SOURCE EXCERPT -
[eeps] EEP 35 "Binary string modules"

Wed Nov 24 01:43:33 CET 2010

On 24/11/2010, at 1:37 AM, Kenji Rikitake wrote:

>  From RFC3629 Section 3:
> 
>  "Implementations of the decoding algorithm above MUST protect against
>   decoding invalid sequences.  For instance, a naive implementation may
>   decode the overlong UTF-8 sequence C0 80 into the character U+0000,
>   or the surrogate pair ED A1 8C ED BE B4 into U+233B4.

It's not clear what "MUST protect against" means.

>  Decoding
>   invalid sequences may have security consequences or cause other
>   problems.  See Security Considerations (Section 10) below."

DATA RECORDS -
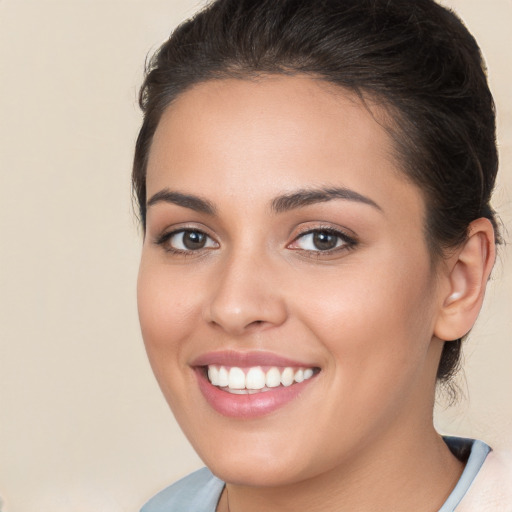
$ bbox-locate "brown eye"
[157,229,218,252]
[289,229,356,253]
[181,231,206,251]
[313,231,340,251]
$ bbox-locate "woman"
[133,0,508,512]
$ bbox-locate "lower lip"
[196,368,315,418]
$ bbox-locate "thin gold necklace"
[226,485,231,512]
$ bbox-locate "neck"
[218,427,463,512]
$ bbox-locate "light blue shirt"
[141,437,491,512]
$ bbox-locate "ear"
[434,218,495,341]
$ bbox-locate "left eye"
[291,230,351,251]
[160,229,217,252]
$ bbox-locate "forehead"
[147,76,422,222]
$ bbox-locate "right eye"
[156,229,218,253]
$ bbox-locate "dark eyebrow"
[146,188,216,215]
[271,187,382,213]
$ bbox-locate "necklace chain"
[226,485,231,512]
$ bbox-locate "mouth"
[191,351,321,419]
[203,364,320,395]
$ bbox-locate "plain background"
[0,0,512,512]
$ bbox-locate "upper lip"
[191,350,317,368]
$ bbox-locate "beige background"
[0,0,512,512]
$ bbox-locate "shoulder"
[456,450,512,512]
[141,468,224,512]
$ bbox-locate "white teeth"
[228,366,245,389]
[265,366,281,388]
[281,368,295,387]
[208,365,314,394]
[217,366,229,388]
[245,366,265,389]
[208,366,219,386]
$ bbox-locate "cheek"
[301,253,434,396]
[137,256,200,370]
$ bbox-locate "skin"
[138,76,494,512]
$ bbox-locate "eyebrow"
[271,187,382,213]
[146,188,216,215]
[146,187,382,215]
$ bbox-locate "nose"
[205,250,287,336]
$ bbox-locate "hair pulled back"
[132,0,498,381]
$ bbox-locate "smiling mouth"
[203,364,320,395]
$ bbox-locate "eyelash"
[155,226,358,258]
[155,228,218,256]
[288,226,358,258]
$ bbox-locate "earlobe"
[434,218,495,341]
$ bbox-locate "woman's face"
[138,76,441,485]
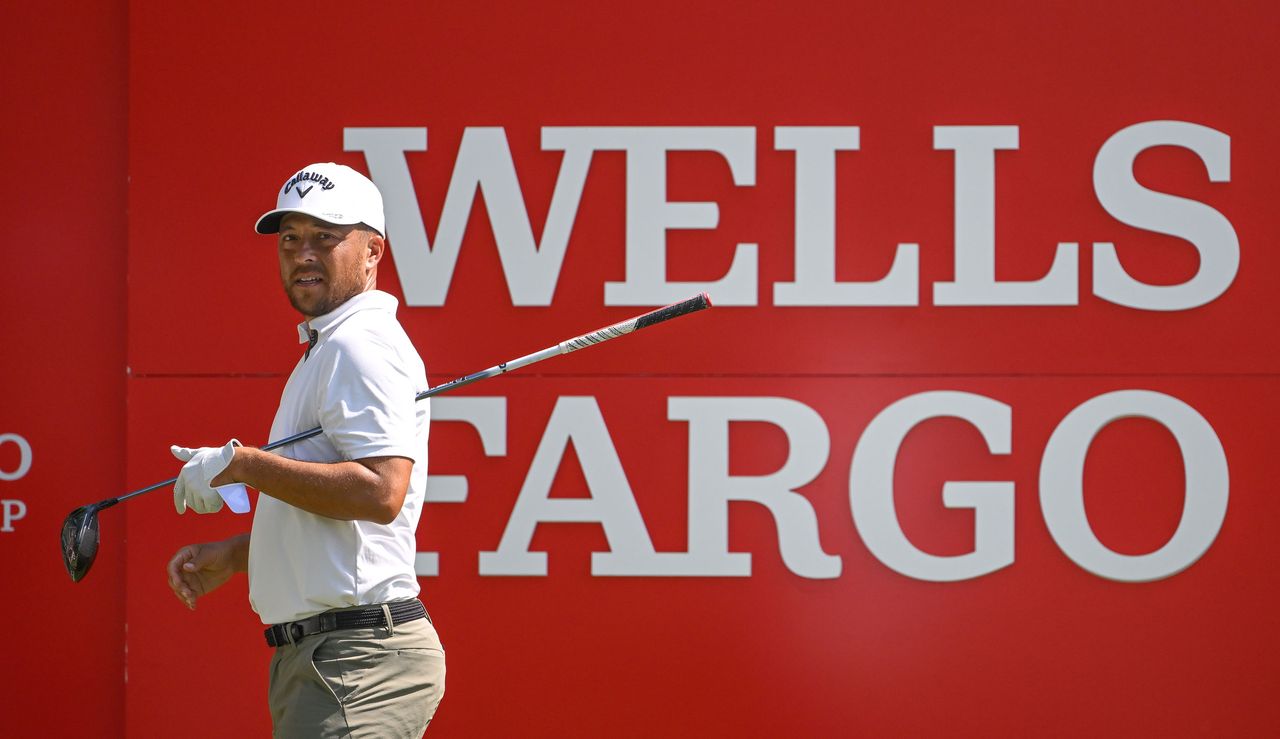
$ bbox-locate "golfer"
[168,163,444,738]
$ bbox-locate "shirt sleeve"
[319,325,426,462]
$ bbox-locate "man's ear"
[365,232,387,269]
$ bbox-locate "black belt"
[262,598,426,647]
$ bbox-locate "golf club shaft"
[108,292,712,508]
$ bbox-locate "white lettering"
[480,397,655,576]
[667,397,841,578]
[1093,120,1240,310]
[849,391,1014,583]
[933,126,1079,305]
[413,396,507,576]
[1039,391,1230,583]
[773,126,920,306]
[343,128,591,306]
[547,127,756,305]
[0,434,32,483]
[0,501,27,533]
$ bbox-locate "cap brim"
[253,207,366,233]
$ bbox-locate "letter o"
[1039,391,1230,583]
[0,434,31,483]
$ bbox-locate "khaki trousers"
[268,609,444,739]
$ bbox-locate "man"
[168,163,444,738]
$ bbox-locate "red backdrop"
[0,1,1280,736]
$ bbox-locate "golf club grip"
[112,292,712,507]
[559,292,712,353]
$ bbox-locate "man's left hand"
[169,439,248,514]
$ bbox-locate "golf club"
[61,292,712,583]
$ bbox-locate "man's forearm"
[214,447,412,524]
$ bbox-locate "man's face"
[276,213,387,318]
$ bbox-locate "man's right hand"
[168,534,248,611]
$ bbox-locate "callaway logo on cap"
[253,161,387,237]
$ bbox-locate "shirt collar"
[298,289,399,343]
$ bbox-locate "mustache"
[289,266,329,282]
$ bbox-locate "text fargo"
[343,120,1239,311]
[417,389,1230,583]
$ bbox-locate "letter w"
[343,128,591,306]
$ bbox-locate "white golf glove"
[169,439,248,514]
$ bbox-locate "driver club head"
[63,505,99,583]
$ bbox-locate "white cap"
[253,161,387,237]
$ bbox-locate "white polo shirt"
[248,291,430,624]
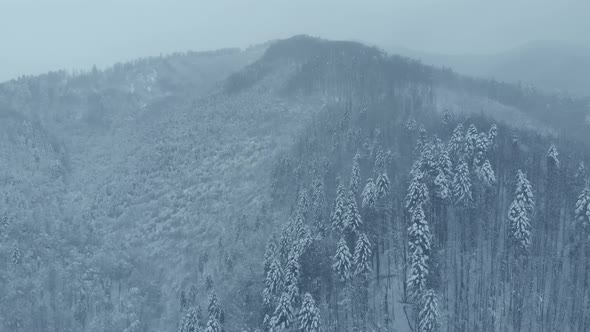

LIST OF TASKS -
(1) Write out the passage of the EEP 35 post from "On 24/11/2010, at" to "B4 into U+233B4.".
(2) Answer these questions using the EEP 35 post:
(a) Which section of RFC3629 is quoted?
(b) Into which character might a naive implementation decode the overlong UTF-8 sequence C0 80?
(c) According to the reply, what is not clear?
(3) Continue the EEP 35 post from the point where it stops.

EXPECTED RESPONSES -
(1)
On 24/11/2010, at 1:37 AM, Kenji Rikitake wrote:

>  From RFC3629 Section 3:
> 
>  "Implementations of the decoding algorithm above MUST protect against
>   decoding invalid sequences.  For instance, a naive implementation may
>   decode the overlong UTF-8 sequence C0 80 into the character U+0000,
>   or the surrogate pair ED A1 8C ED BE B4 into U+233B4.

(2)
(a) Section 3
(b) U+0000
(c) What "MUST protect against" means

(3)
On one reading, there is no problem with decoding overlong sequence
as long as that does not "have security consequences or cause other
problems".  I suspect they're talking about buffer overflows here,
which doesn't apply in this context.  I also suspect that they may
be talking about systems where one does

	look for bad magic in a byte sequence
	decode it using UTF-8
	trust that bad magic is not there

where the test may have been done early on the grounds that the
bad magic uses ASCII characters that should code as themselves.

In the spirit of IGOR (Input Generous Output Restricted)
we should accept overlong sequences unless there is some problem
about decoding them as such.  There are plenty of other ways to
hide bad magic, and the principle is always to check for bad
magic *after* decoding.